SHORT TASK -
Copy each of the records below word for word, leaving out the pictures.

(Data listing)
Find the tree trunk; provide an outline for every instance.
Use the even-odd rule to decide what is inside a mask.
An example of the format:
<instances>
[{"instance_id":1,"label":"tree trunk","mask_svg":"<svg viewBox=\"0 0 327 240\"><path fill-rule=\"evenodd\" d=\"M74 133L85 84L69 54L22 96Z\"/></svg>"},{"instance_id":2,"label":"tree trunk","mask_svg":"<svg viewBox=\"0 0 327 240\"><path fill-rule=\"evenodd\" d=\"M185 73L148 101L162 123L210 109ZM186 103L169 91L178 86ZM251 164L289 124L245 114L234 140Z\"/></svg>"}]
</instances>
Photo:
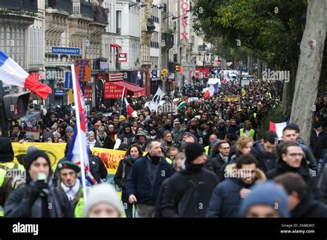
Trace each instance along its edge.
<instances>
[{"instance_id":1,"label":"tree trunk","mask_svg":"<svg viewBox=\"0 0 327 240\"><path fill-rule=\"evenodd\" d=\"M292 106L291 122L299 125L301 137L309 143L313 108L318 92L326 31L327 1L310 0L306 28L300 45L300 57Z\"/></svg>"}]
</instances>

RESPONSE TO THE TASK -
Find the tree trunk; provide an outline for every instance.
Use the even-odd rule to decide what is inside a mask.
An example of the format:
<instances>
[{"instance_id":1,"label":"tree trunk","mask_svg":"<svg viewBox=\"0 0 327 240\"><path fill-rule=\"evenodd\" d=\"M74 133L85 84L69 54L22 96Z\"/></svg>"},{"instance_id":2,"label":"tree trunk","mask_svg":"<svg viewBox=\"0 0 327 240\"><path fill-rule=\"evenodd\" d=\"M185 73L148 101L162 123L210 109ZM186 103L169 91L178 86ZM251 164L289 124L245 114L234 140Z\"/></svg>"}]
</instances>
Photo:
Trace each instance along its edge.
<instances>
[{"instance_id":1,"label":"tree trunk","mask_svg":"<svg viewBox=\"0 0 327 240\"><path fill-rule=\"evenodd\" d=\"M292 106L291 122L299 125L301 137L309 143L313 108L318 92L326 31L327 1L310 0L306 28L300 45L300 57Z\"/></svg>"}]
</instances>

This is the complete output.